DIRECTIONS → Repeat the records given below in full, with no changes.

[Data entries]
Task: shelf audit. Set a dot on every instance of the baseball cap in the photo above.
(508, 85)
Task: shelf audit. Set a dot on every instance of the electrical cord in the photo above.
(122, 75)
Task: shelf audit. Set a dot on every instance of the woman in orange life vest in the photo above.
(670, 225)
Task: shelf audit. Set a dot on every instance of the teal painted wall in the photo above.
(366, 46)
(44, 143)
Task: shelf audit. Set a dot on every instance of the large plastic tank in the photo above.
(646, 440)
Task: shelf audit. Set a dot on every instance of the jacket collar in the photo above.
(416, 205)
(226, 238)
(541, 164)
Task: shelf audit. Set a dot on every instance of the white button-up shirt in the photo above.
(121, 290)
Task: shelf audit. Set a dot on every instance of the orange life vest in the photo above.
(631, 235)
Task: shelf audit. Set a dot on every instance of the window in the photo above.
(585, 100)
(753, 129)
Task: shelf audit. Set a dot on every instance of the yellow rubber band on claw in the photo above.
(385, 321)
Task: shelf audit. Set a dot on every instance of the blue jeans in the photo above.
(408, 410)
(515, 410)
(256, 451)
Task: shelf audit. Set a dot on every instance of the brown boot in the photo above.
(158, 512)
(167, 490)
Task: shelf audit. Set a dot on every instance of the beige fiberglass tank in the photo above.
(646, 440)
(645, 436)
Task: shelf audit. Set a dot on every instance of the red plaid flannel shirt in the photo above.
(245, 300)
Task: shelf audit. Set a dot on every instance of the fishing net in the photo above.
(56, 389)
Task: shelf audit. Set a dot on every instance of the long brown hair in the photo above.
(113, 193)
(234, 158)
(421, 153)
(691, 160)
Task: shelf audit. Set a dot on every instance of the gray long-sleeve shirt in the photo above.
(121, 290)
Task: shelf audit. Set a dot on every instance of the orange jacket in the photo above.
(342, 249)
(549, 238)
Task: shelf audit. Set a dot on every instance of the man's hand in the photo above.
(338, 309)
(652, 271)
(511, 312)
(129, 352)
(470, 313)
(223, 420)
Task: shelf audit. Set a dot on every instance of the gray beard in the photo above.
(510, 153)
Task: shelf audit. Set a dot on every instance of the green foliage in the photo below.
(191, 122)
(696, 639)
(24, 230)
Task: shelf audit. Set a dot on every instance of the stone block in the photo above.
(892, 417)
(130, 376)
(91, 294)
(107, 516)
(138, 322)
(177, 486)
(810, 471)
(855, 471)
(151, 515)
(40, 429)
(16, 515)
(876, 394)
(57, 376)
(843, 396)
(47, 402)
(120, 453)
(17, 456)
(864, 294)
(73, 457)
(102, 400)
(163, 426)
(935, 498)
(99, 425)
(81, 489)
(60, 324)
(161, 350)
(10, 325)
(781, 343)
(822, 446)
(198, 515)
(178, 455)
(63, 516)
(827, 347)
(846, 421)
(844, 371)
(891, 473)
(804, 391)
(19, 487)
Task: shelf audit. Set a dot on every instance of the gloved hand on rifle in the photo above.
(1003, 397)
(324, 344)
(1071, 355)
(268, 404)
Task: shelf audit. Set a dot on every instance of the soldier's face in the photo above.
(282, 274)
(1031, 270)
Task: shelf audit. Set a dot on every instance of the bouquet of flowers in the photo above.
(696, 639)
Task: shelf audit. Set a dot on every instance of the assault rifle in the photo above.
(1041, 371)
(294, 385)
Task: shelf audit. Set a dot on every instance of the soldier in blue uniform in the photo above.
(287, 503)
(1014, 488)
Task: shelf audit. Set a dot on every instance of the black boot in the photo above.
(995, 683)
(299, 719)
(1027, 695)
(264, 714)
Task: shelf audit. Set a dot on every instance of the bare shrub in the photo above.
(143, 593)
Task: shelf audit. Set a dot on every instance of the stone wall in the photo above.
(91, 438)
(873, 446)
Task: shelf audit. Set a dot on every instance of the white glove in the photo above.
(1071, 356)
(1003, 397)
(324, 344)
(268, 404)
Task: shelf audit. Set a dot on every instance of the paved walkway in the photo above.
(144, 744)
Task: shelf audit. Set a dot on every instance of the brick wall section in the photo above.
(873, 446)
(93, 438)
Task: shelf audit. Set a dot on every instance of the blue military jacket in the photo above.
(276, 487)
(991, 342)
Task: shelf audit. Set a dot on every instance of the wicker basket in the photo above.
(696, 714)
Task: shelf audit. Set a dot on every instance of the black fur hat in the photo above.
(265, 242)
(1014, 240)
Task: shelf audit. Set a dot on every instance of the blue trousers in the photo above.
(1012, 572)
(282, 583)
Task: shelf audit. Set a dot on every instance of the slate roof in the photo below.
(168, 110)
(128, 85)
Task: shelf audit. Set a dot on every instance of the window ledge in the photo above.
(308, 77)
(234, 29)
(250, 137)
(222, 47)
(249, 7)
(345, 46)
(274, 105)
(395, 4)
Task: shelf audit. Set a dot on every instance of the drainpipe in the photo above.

ANSWER TO THIS PROBLEM →
Task: shelf audit. Set a dot on every instance of the baseball cap in the photo above.
(508, 85)
Task: shelf audit. Set a dot on every instance of the electrical cord in the photo above.
(122, 75)
Task: shelf audit. Set a dot on every instance of the woman in orange life vest in the photo above.
(670, 225)
Task: shelf audit. Set a dot on every instance of the teal painted wall in the photo above.
(366, 46)
(44, 143)
Task: shelf audit. Set a dot on every instance of the large plastic tank in the photo above.
(646, 440)
Task: shelf audit. Set a dot on every instance of the jacket collar in the photo above.
(416, 205)
(226, 238)
(541, 164)
Task: shelf audit. Set a dot on every instance of the white button-up shirt in the photo above.
(121, 290)
Task: shelf audit. Set a dot on every instance of the orange life vest in the photo above.
(631, 235)
Task: shelf audit. Set a dot on every instance of the window in the photo above.
(585, 100)
(753, 129)
Task: shelf audit. Set a dot on every instance of the yellow rubber band on claw in the photo above.
(385, 321)
Task: shelf audit. Set a dot on every instance of the blue jeans in the photo above.
(408, 410)
(515, 410)
(256, 451)
Task: shelf audit. Set a dot on every instance of the brown boot in the photo above.
(158, 512)
(167, 490)
Task: shelf audit. Set a dot on every instance of the beige fiberglass tank in the photo above.
(646, 440)
(645, 436)
Task: shelf audit. Set a dot on every instance of the red plaid flannel shirt in the photo above.
(245, 300)
Task: shelf audit. Set a dot on every instance of the fishing net in the photo above.
(56, 389)
Task: shelf audit. Set a dot on every instance of the long brown hair in the photo above.
(113, 193)
(234, 158)
(421, 153)
(691, 160)
Task: shelf audit. Set a dot on every instance of the gray long-sleeve shirt in the photo above.
(121, 290)
Task: shelf audit. Set a dot on every instance of the orange jacket in the photo above.
(342, 249)
(549, 238)
Task: shelf audit. Set a dot on every instance of the man's hand in the photo above.
(338, 309)
(652, 271)
(511, 312)
(129, 352)
(470, 313)
(223, 420)
Task: shelf audit. Set a dot on every instance of the gray beard in the photo above.
(510, 153)
Task: shelf audit. Set a dot on every instance of the green foliage in the photo below.
(191, 122)
(696, 639)
(24, 230)
Task: shelf audit. Set a dot on every instance of the stone block in the photo above.
(892, 417)
(130, 376)
(91, 294)
(107, 516)
(138, 322)
(177, 486)
(810, 471)
(855, 471)
(151, 515)
(40, 429)
(16, 515)
(876, 394)
(57, 376)
(843, 396)
(47, 402)
(120, 453)
(17, 456)
(864, 294)
(73, 457)
(102, 400)
(163, 426)
(935, 498)
(99, 425)
(81, 489)
(60, 324)
(161, 350)
(10, 325)
(781, 343)
(822, 446)
(198, 515)
(178, 455)
(63, 516)
(827, 347)
(846, 421)
(844, 371)
(891, 473)
(804, 391)
(19, 487)
Task: shelf audit. Set a dot on every instance of the gloved hand on rifle in the photo above.
(1003, 397)
(324, 344)
(1071, 355)
(268, 404)
Task: shelf audit. Set a dot on every instance of the soldier's face in the photo above.
(282, 274)
(1031, 270)
Task: shelf audit. Set a dot on every instance of the bouquet of flowers in the photo above.
(696, 639)
Task: shelf audit. Set a dot on every instance of the assault rifle in the photo above.
(1041, 371)
(294, 385)
Task: shelf audit. Set a dot on every instance of the soldier in blue uniform in the photo above.
(287, 503)
(1014, 488)
Task: shelf audit. Set a dot on every instance of the black boot in the photo above.
(995, 683)
(299, 719)
(1027, 695)
(264, 714)
Task: shelf audit. Set a dot on every instance of the bare shrub in the photo above.
(143, 593)
Task: shelf audit. Set a dot on every instance of the stone wall in the photo above.
(91, 438)
(873, 446)
Task: shelf audit. Set a dot on every instance of the white glove in the photo above.
(1071, 356)
(1003, 397)
(324, 344)
(268, 404)
Task: shelf audit. Set a dot on every instance of the paved walkway in the photo above.
(144, 744)
Task: shelf audit. Set a dot on every instance of the brick wall section in the photo above.
(873, 446)
(93, 438)
Task: shelf audit. Set a dot on every instance of the blue military jacket in the photo above.
(276, 487)
(991, 342)
Task: shelf audit. Set a dot on every instance of the wicker basket in the photo above.
(696, 714)
Task: shelf audit. Set a dot on every instance of the black fur hat in the photo above.
(265, 242)
(1014, 240)
Task: shelf audit. Set a dot on every instance of the blue trousers in the photo above.
(1012, 572)
(282, 583)
Task: shelf audit. Set a dot on every instance of the slate roof in the photo below.
(168, 110)
(128, 85)
Task: shelf audit. Set a dot on every instance of the window ledge in the photo above.
(308, 77)
(234, 29)
(250, 137)
(222, 47)
(249, 7)
(345, 46)
(274, 105)
(395, 4)
Task: shelf audit. Set a dot on every instance of the drainpipe in the photo above.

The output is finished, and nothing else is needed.